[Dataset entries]
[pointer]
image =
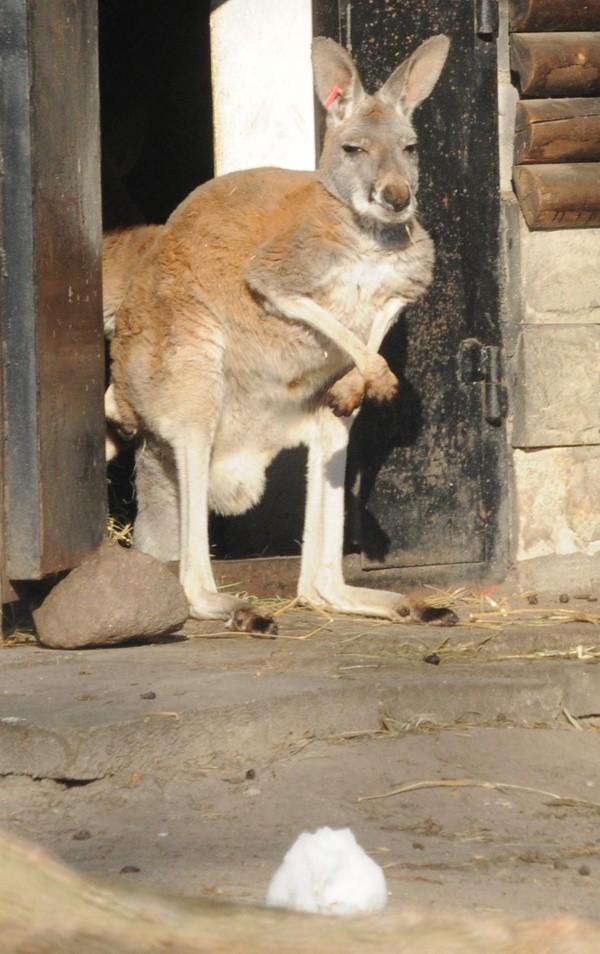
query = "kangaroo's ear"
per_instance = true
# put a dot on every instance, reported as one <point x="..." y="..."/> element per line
<point x="414" y="80"/>
<point x="337" y="82"/>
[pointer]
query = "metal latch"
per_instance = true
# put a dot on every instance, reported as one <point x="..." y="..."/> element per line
<point x="486" y="19"/>
<point x="481" y="363"/>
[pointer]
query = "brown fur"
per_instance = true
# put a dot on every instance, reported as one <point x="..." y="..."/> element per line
<point x="245" y="318"/>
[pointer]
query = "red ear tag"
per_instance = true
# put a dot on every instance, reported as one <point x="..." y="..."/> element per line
<point x="335" y="92"/>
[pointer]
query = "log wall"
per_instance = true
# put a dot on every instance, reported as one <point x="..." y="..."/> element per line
<point x="555" y="61"/>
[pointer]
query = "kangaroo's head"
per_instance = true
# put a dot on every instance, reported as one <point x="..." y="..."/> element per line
<point x="369" y="158"/>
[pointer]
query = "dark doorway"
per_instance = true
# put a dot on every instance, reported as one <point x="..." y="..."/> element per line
<point x="156" y="106"/>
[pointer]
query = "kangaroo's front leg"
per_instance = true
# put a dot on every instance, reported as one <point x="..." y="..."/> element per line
<point x="346" y="395"/>
<point x="321" y="574"/>
<point x="380" y="383"/>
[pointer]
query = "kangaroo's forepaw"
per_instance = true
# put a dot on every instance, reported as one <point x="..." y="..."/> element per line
<point x="432" y="615"/>
<point x="346" y="395"/>
<point x="247" y="620"/>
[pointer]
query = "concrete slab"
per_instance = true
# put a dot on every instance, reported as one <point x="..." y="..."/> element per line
<point x="191" y="764"/>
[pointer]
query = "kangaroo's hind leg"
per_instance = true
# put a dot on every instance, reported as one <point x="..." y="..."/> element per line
<point x="192" y="454"/>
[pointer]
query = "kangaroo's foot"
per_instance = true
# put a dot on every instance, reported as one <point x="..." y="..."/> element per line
<point x="381" y="604"/>
<point x="240" y="616"/>
<point x="246" y="619"/>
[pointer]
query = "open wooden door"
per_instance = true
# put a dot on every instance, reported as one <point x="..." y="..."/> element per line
<point x="429" y="470"/>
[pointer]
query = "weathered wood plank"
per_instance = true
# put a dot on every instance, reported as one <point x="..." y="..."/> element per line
<point x="50" y="295"/>
<point x="556" y="64"/>
<point x="557" y="130"/>
<point x="559" y="196"/>
<point x="541" y="16"/>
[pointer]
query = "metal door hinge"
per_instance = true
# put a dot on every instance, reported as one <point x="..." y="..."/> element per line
<point x="481" y="364"/>
<point x="486" y="19"/>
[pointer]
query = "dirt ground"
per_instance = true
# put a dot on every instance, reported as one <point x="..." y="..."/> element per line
<point x="465" y="761"/>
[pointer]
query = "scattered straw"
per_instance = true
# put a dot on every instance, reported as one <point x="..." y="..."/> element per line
<point x="119" y="532"/>
<point x="478" y="783"/>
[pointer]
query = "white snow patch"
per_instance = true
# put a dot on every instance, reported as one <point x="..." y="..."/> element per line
<point x="327" y="872"/>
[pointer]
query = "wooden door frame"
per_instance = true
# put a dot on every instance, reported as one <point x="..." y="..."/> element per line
<point x="52" y="366"/>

■ Task details
Report, as a bare number, how many lines above contain the string "metal".

■ Result for this task
2